**Aufgaben:**
• 1. Um wie viele Quadratmeter möchte sich die Firma „BM Bau“ laut dem Textauszug in den Wilden Wald hinein vergrößern?
• 2. Zitieren Sie aus dem Textauszug wörtlich die Stelle von „Mittlerweile hat der“ bis einschließlich „ihres Betriebsgeländes an.“.

**Textauszug:**
Mittlerweile hat der Vorgang seinen offiziellen Weg genommen und steht kurz vor der Entscheidung. Es handelt sich um die Firma „BM Bau“ an der Schlenzigstraße 16, die sich um rund 800 Quadratmeter in den Wilden Wald hinein vergrößern möchte. Das Waldstück gehört der Stadt Hamburg, es wird vom Landesbetrieb Immobilienmanagement und Grundvermögen (LIG) verwaltet. Das Interessante: Der LIG bietet es der Firma im Tausch gegen einen kleineren Zipfel ihres Betriebsgeländes an.
In der Standortbezogenen Vorprüfung des Einzelfalls heißt es zur Begründung für das Vorhaben: „„Vom Eigentümer [der Firma ,BM Bau‘] wird eine Erweiterung des Betriebsgeländes gewünscht, weil das Unternehmen stark gewachsen ist und dringend Lagerfläche für Baumaschinen und Baumaterialien benötigt.“

Wenn das alles wäre, müsste eigentlich die Firma der Stadt das Gelände abkaufen und dann die Rodungs- und Baugenehmigung beantragen. Es ist aber anders. Einige Zeilen vorher, gleich zu Anfang, heißt es nämlich: „Der LIG möchte dem Eigentümer des benachbarten Flurstücks 7940 [,BM Bau‘, Betriebsgelände] diese Teilfläche zum Tausch gegen die westliche Spitze seines
Grundstücks anbieten.“ Warum? Weil die westliche Spitze des Firmengeländes für das Bauvorhaben „Spreehafenviertel“ (B-Plan Wilhelmsburg 102) benötigt wird! In die Bebauungspläne für das „Spreehafenviertel“ ist der Flächentausch sogar schon eingezeichnet.

**Erfasste Daten:**
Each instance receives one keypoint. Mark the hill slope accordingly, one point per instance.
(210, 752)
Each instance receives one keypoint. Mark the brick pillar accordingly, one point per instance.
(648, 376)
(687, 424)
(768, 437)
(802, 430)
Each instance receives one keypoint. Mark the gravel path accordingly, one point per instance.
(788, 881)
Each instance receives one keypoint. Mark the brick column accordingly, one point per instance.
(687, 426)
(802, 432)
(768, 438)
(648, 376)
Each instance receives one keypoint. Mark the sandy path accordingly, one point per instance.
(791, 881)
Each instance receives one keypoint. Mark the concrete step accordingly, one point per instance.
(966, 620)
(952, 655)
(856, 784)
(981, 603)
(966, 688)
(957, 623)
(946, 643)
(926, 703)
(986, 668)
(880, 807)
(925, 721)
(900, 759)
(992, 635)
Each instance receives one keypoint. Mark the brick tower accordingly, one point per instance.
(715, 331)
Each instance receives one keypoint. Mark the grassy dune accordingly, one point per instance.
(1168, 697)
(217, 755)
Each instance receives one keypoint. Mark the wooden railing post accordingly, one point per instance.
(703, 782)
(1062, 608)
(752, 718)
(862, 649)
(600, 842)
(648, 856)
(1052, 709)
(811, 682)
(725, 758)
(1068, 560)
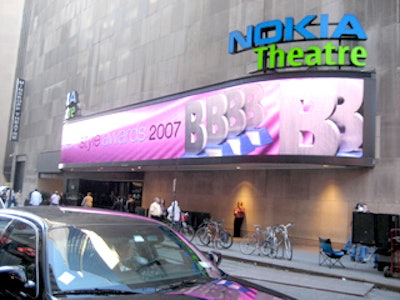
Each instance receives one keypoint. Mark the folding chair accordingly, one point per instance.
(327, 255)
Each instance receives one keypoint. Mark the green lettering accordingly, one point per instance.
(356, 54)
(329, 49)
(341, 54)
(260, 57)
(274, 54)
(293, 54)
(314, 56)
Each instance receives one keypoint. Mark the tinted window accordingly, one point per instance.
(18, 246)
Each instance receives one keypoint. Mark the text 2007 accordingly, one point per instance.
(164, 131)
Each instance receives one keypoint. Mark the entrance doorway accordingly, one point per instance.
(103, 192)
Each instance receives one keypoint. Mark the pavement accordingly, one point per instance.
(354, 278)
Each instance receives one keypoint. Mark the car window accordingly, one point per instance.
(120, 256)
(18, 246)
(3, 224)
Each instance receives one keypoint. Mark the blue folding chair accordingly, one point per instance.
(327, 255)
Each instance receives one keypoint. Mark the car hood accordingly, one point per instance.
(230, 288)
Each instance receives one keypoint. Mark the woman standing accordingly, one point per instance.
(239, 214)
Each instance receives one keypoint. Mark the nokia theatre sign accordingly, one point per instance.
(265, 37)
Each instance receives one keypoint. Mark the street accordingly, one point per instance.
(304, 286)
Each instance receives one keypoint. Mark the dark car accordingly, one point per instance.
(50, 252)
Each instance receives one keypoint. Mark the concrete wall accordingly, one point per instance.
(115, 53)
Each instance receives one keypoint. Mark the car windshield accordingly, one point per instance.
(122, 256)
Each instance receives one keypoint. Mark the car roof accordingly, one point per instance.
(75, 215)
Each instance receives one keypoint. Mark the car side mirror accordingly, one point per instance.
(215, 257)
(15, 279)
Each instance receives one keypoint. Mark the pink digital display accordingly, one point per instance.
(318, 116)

==

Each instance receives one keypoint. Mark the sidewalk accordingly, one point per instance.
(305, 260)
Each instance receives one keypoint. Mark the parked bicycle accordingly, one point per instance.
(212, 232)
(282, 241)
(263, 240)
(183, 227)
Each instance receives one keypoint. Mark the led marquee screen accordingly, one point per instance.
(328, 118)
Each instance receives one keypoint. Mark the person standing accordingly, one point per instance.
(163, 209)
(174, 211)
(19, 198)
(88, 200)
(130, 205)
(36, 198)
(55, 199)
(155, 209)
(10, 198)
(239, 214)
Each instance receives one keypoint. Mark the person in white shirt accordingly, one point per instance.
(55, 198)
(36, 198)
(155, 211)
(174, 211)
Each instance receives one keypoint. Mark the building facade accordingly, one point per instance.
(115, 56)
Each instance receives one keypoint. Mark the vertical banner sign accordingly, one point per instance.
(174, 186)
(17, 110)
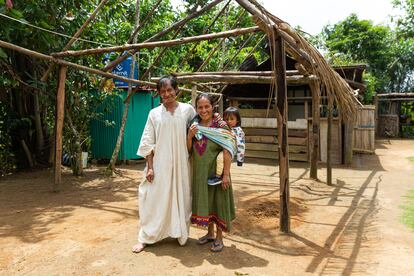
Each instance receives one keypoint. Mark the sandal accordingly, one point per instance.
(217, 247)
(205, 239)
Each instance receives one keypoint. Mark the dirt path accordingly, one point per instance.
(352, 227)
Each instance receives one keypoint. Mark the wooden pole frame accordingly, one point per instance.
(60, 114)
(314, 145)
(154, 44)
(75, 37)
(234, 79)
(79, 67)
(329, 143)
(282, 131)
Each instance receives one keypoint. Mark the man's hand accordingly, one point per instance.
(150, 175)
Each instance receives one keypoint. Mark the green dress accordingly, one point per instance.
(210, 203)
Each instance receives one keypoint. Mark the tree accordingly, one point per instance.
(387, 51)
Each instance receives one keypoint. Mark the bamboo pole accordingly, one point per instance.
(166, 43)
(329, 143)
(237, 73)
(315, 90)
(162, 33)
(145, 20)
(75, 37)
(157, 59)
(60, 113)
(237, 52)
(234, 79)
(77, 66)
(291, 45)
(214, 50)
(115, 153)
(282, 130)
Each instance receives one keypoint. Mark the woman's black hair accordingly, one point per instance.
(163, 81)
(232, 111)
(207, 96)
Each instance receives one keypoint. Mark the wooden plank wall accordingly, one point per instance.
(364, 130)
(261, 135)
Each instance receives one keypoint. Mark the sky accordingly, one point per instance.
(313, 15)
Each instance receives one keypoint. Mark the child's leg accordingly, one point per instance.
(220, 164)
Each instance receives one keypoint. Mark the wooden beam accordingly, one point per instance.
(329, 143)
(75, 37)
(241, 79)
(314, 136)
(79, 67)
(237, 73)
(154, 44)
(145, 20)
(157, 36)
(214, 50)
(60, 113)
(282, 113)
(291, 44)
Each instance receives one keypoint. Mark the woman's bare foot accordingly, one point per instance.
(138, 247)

**Lösungen je Aufgabe:**
• 1. Um rund 800 Quadratmeter.

• 2.
Mittlerweile hat der Vorgang seinen offiziellen Weg genommen und steht kurz vor der Entscheidung. Es handelt sich um die Firma „BM Bau“ an der Schlenzigstraße 16, die sich um rund 800 Quadratmeter in den Wilden Wald hinein vergrößern möchte. Das Waldstück gehört der Stadt Hamburg, es wird vom Landesbetrieb Immobilienmanagement und Grundvermögen (LIG) verwaltet. Das Interessante: Der LIG bietet es der Firma im Tausch gegen einen kleineren Zipfel ihres Betriebsgeländes an.